*Brief 1*.
Transcribe the part of the news report on violence in southern Thailand from "On Friday the" up to and including "Chitchai Wannasathit said.".
*Brief 2*.
Answer these questions using the news report on violence in southern Thailand:
(a) How many people have died since the separatist movement launched its armed struggle?
(b) How many policemen were killed in the attacks in the capital of Yala province?
(c) What were vendors threatened for doing in Muslim areas?
*Brief 3*.
Continue the news report on violence in southern Thailand from its last sentence.

*Extract to read*.
::::

TALOH KAPO, Thailand (AP) – Customers no longer come to Kaboh Sulong’s teashop – not since two gunmen walked in at noon, coldly shot a Buddhist cloth vendor, cut off his head and left it in a sack outside.

Ten days later Sulong was still terrified as he pointed to a wooden table where Lek Pongpla was relaxing when the attackers killed him. And all around him, Buddhists were packing and fleeing the worsening violence in Thailand’s Muslim-majority south.

Beheadings and bombings are pushing tensions to boiling point since a long-simmering Muslim separatist movement launched an armed struggle early last year that has left more than 860 people dead.

On Friday the government issued a decree giving Prime Minister Thaksin Shinawatra sweeping emergency powers – to tap phones, order curfews and censor the press, among other measures. That was after six bombs and exchanges of gunfire in the capital of Yala province killed two policemen and injured 22 other people in the first coordinated attacks in a large city since the troubles began.

On Thursday, at least 60 insurgents plunged Yala city into darkness by destroying electrical transformers, then roamed the streets with fire-bombs, explosives and guns, targeting an area near a hotel, two convenience stores, a restaurant and the railway station, Interior Minister Chitchai Wannasathit said.

The attack and the government response were just the latest indications of the worsening tensions.

Fear has engulfed the southern provinces, with Buddhist monks slashed to death and temples bombed. Vendors have received flyers threatening them for selling pork in Muslim areas.

“I am very scared and don’t want to go anywhere, especially at night. Women are now being attacked,” said Piyathida Thongchuay, 34, a Buddhist living in the district where Lek was killed. A few days earlier a school headmistress and two other Buddhist women had been murdered – the latter two beheaded.

::::

*Data extract*.
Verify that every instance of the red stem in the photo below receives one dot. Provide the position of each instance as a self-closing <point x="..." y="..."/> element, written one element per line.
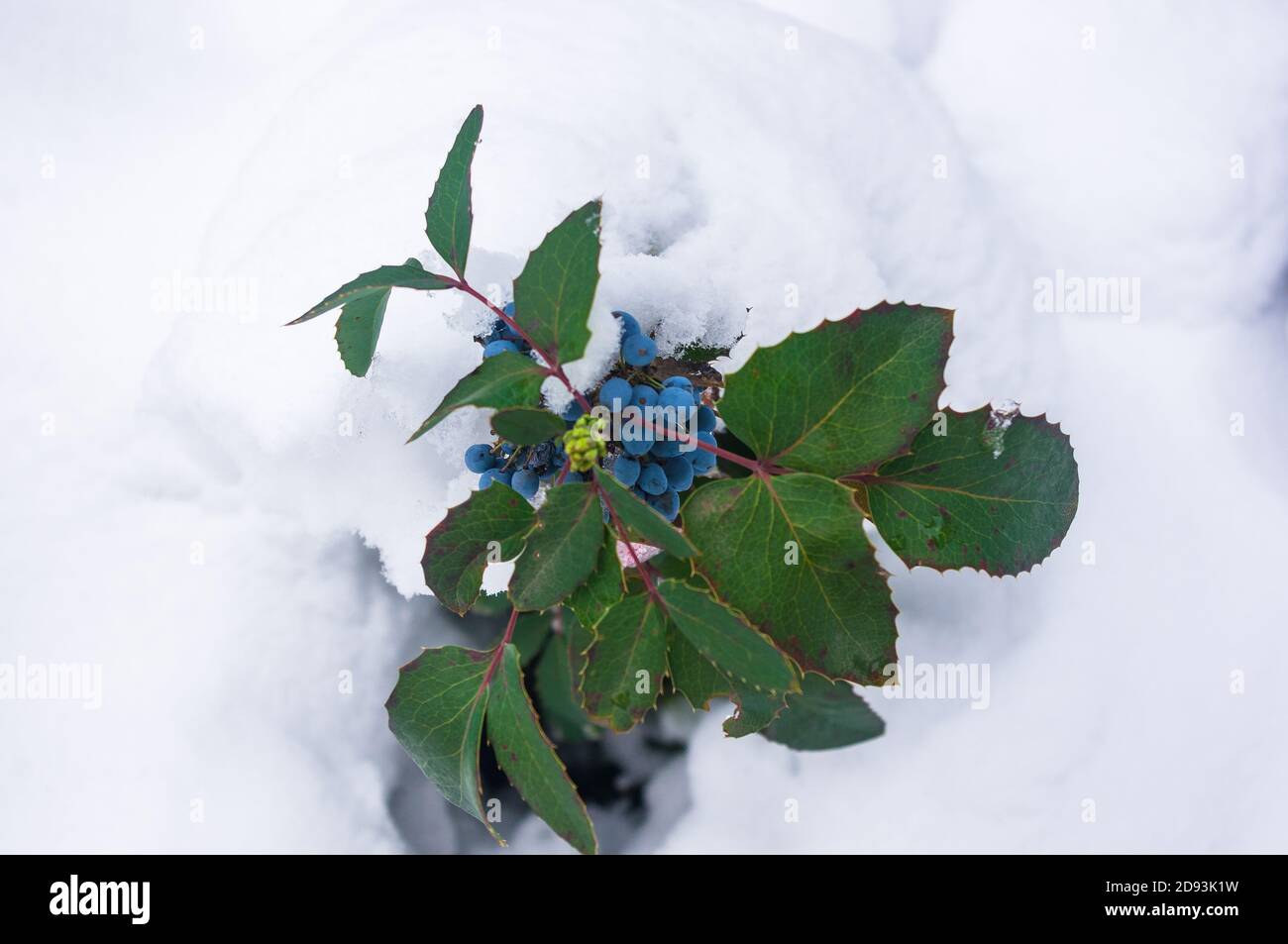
<point x="630" y="548"/>
<point x="553" y="366"/>
<point x="500" y="648"/>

::::

*Result 1*.
On Friday the government issued a decree giving Prime Minister Thaksin Shinawatra sweeping emergency powers – to tap phones, order curfews and censor the press, among other measures. That was after six bombs and exchanges of gunfire in the capital of Yala province killed two policemen and injured 22 other people in the first coordinated attacks in a large city since the troubles began.

On Thursday, at least 60 insurgents plunged Yala city into darkness by destroying electrical transformers, then roamed the streets with fire-bombs, explosives and guns, targeting an area near a hotel, two convenience stores, a restaurant and the railway station, Interior Minister Chitchai Wannasathit said.

*Result 2*.
(a) More than 860 people.
(b) Two policemen.
(c) Selling pork.

*Result 3*.
Piyathida said her mother and 3-year-old son were leaving, and she would follow when her policeman husband’s transfer comes through.

Buddhists are the overwhelming majority in Thailand but in the southernmost provinces they are outnumbered nearly 3-1 by 1.3 million Muslims. The region, once a separate Islamic kingdom, became part of Thailand in the early 20th century. But a deep desire for independence persists, as do Muslim feelings of discrimination.

Several Islamic leaders have condemned the violence. “Such acts are very cruel and beyond the imagination of any human being,” said one, Nidir Waba.

The region’s deputy police chief, Maj. Gen. Thani Thawitsri, believes those perpetrating beheadings are inspired by insurgencies abroad. They “have many menus to choose from, such as, Afghanistan, Iran and Iraq,” he said

The government has tried improving life in the south with development and job-creation projects, but it has also taken a tough approach to the militants. Last year 106 Muslims were killed in a single day when militants mounted an attack on security posts. Six months later 78 Muslims who had been rounded up following a protest rally suffocated to death when they were crammed into a police truck.

The Thaksin government’s approach has been criticized as heavy-handed, but Thaksin seems in no mood to negotiate, saying Friday: “These people only want violence; it means they do not want to talk.”

Since October, authorities have trained and armed about 10,000 Buddhists, raising fears that an “eye-for-an-eye” mentality will take root.

“I feel vengeful because they killed my husband. I want to protect myself, because there is no one who can protect me now,” said 51-year-old Sa-ngeam Boontho. Unknown assailants killed her husband, a policeman, in September.

Sa-ngeam and about 40 other villagers – some who had never touched a weapon and were afraid to do so – were being taught how to aim rifles.

“We have no intention of harming anyone,” Gen. Napol Boonthap told the trainees on the grounds of a Buddhist temple in Pattani province. “But we will not let anyone behead us.”